(Records from a collection)
____

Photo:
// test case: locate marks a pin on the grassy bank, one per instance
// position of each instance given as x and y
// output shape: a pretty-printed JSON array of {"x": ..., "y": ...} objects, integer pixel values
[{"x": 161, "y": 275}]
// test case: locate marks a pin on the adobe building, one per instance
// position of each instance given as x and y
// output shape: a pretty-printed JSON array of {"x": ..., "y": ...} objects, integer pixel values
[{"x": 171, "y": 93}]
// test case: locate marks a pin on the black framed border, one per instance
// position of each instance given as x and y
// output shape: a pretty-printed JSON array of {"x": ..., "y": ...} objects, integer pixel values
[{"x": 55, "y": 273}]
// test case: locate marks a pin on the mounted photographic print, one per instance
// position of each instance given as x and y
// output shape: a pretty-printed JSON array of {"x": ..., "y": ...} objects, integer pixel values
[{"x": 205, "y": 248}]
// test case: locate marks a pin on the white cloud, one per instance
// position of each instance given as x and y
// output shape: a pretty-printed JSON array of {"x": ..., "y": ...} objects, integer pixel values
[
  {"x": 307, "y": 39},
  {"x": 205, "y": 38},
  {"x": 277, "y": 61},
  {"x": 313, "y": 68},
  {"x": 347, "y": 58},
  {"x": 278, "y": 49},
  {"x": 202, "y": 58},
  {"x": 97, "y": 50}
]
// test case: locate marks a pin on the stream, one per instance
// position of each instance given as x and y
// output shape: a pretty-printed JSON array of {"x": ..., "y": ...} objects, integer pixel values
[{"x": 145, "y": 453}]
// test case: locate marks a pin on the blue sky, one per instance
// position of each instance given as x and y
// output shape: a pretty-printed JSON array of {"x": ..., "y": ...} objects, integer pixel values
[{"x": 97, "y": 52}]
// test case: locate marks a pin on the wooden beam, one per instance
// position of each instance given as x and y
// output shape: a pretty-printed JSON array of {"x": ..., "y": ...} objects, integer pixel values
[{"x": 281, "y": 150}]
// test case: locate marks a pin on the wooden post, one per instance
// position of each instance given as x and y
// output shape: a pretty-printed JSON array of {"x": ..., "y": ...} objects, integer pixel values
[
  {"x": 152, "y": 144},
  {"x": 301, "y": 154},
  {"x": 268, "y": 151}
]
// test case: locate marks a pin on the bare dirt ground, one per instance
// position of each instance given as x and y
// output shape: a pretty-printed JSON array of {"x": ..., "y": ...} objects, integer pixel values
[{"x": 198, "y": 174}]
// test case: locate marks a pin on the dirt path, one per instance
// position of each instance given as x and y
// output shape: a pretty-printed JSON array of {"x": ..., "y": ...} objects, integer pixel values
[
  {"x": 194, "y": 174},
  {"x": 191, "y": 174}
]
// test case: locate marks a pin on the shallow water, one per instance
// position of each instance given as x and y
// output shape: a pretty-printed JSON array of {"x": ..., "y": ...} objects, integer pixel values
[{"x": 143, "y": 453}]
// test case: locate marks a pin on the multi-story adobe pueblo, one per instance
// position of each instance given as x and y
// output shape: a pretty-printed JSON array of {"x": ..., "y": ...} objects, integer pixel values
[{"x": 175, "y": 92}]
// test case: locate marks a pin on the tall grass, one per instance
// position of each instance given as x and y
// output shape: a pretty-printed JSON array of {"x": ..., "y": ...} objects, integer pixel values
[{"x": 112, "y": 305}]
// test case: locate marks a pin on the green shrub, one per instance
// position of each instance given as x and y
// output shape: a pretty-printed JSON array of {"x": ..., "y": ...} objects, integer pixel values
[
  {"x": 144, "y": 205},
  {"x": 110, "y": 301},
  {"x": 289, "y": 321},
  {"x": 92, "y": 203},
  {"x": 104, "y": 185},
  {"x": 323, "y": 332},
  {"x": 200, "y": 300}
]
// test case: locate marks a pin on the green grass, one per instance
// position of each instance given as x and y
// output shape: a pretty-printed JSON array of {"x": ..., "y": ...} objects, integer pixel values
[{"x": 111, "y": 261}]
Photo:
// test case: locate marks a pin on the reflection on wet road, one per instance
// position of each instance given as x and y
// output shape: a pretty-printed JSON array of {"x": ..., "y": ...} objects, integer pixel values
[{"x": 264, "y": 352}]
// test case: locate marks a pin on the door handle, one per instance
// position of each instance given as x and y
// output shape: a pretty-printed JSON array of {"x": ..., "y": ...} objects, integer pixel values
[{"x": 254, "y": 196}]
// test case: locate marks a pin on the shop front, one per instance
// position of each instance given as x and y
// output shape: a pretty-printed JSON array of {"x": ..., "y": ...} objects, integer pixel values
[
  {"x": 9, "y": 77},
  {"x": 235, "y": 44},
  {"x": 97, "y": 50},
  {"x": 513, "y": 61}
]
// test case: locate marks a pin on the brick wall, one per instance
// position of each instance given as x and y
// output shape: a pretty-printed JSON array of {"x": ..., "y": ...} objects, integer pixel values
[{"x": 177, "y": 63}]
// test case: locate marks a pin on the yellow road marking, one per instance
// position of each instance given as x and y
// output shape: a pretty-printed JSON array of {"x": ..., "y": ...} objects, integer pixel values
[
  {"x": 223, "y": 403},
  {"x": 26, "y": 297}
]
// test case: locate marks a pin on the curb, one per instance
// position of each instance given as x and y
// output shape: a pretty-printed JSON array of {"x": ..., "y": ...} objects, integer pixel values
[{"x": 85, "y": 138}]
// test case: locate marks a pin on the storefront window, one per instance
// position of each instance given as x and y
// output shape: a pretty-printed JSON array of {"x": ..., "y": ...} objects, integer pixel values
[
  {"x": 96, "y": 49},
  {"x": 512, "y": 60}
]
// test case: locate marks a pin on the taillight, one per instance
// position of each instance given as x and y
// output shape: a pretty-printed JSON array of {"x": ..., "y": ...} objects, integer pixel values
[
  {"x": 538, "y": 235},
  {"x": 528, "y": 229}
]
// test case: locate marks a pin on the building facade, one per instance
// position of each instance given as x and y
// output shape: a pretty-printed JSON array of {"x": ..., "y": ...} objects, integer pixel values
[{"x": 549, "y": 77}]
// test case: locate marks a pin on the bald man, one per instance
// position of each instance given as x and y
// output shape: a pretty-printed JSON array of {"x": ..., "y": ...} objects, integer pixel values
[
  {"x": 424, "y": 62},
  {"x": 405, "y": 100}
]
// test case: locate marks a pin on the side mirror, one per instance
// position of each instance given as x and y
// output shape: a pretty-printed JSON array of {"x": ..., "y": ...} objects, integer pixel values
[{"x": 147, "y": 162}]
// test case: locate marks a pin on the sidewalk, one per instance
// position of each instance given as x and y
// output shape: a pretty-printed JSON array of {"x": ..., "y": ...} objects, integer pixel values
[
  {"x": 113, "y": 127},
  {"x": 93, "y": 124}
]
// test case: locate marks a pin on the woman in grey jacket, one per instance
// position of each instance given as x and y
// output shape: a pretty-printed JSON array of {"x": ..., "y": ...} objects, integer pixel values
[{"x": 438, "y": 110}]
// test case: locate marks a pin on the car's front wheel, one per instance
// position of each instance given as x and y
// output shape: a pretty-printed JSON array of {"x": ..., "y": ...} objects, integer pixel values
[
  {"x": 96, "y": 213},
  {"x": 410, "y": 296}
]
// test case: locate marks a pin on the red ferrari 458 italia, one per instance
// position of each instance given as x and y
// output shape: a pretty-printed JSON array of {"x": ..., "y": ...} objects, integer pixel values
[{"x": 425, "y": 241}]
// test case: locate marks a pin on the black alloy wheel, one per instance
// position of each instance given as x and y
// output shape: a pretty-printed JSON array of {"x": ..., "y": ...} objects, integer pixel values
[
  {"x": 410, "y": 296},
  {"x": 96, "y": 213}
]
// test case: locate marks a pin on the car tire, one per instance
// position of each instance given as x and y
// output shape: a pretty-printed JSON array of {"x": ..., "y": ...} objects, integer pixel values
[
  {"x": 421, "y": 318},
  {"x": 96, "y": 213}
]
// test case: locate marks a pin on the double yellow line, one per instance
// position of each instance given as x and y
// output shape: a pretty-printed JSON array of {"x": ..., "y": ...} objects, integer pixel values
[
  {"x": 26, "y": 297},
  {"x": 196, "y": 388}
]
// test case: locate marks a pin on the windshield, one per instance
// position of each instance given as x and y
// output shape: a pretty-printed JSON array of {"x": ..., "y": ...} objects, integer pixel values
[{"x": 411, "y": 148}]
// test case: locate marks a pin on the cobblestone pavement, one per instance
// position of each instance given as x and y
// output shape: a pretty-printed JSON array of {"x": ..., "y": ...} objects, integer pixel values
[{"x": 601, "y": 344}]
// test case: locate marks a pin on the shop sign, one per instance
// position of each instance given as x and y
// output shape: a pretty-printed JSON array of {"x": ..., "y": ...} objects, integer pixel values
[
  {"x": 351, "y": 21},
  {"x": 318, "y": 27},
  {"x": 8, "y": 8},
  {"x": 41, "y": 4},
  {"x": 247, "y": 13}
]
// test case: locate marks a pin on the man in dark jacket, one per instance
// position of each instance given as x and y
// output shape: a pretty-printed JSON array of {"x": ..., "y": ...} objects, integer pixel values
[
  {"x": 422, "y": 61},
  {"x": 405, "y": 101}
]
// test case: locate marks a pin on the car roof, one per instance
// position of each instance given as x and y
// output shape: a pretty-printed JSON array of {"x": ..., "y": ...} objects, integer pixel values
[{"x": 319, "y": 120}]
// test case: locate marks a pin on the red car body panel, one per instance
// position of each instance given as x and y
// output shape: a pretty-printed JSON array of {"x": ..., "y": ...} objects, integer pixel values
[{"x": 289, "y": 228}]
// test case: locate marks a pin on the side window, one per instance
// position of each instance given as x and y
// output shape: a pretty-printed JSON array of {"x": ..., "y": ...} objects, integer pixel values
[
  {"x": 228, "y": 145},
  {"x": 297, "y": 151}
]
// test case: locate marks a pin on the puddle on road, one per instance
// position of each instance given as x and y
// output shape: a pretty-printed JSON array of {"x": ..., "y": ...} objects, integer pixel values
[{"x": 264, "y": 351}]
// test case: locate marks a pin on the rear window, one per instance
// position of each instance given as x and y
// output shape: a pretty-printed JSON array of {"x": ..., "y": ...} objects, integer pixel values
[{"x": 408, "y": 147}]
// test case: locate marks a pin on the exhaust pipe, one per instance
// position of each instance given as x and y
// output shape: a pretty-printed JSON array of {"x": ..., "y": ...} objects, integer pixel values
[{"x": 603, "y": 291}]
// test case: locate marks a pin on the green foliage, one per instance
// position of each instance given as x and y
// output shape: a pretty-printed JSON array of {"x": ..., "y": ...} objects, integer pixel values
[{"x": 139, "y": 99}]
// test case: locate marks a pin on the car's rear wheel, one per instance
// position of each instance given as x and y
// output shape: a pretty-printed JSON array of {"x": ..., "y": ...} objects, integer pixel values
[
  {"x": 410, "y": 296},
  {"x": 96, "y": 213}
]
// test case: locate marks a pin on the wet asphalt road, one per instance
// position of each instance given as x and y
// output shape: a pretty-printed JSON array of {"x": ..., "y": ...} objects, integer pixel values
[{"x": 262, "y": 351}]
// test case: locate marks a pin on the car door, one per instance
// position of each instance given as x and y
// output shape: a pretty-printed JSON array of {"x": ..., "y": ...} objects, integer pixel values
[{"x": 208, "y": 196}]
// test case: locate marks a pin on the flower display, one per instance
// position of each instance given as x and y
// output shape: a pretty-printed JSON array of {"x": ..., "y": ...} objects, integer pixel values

____

Among the lines above, repeat exactly those from the line with "tall grass, one per instance" to the line with "wall, one per instance", counting both ends.

**RESPONSE TO THE TASK**
// test case: locate marks a pin on the tall grass, one per instance
// position of each instance given as x and y
// output shape: a pretty-printed JSON array of {"x": ..., "y": ...} objects, integer pixel values
[{"x": 112, "y": 305}]
// test case: locate marks a pin on the green shrub, one per instance
// position of each instance given as x and y
// output shape: a pretty-printed JSON array of {"x": ..., "y": ...} objects, integer pixel values
[
  {"x": 144, "y": 205},
  {"x": 110, "y": 301},
  {"x": 289, "y": 321},
  {"x": 92, "y": 203},
  {"x": 104, "y": 185},
  {"x": 323, "y": 332},
  {"x": 200, "y": 300}
]
// test case: locate marks a pin on the green grass, one per instance
// position of each instance given as x and y
// output shape: a pretty-printed JSON array of {"x": ..., "y": ...} objects, integer pixel values
[{"x": 111, "y": 261}]
Photo:
// test case: locate marks a pin on the reflection on wet road, one per instance
// position of each instance given as x and y
// output shape: a pretty-printed JSON array of {"x": ..., "y": ...} objects, integer pixel values
[{"x": 264, "y": 352}]
// test case: locate marks a pin on the door handle, one per instance
// position of each instance given as x and y
// output shape: a pretty-printed JSON array of {"x": ..., "y": ...} objects, integer pixel values
[{"x": 254, "y": 196}]
// test case: locate marks a pin on the shop front, one per instance
// position of each instance given as x and y
// output shape: a pretty-printed JSON array of {"x": ..., "y": ...} objects, integer pixel values
[
  {"x": 9, "y": 77},
  {"x": 235, "y": 44},
  {"x": 97, "y": 50},
  {"x": 513, "y": 61}
]
// test case: locate marks a pin on the brick wall, one per instance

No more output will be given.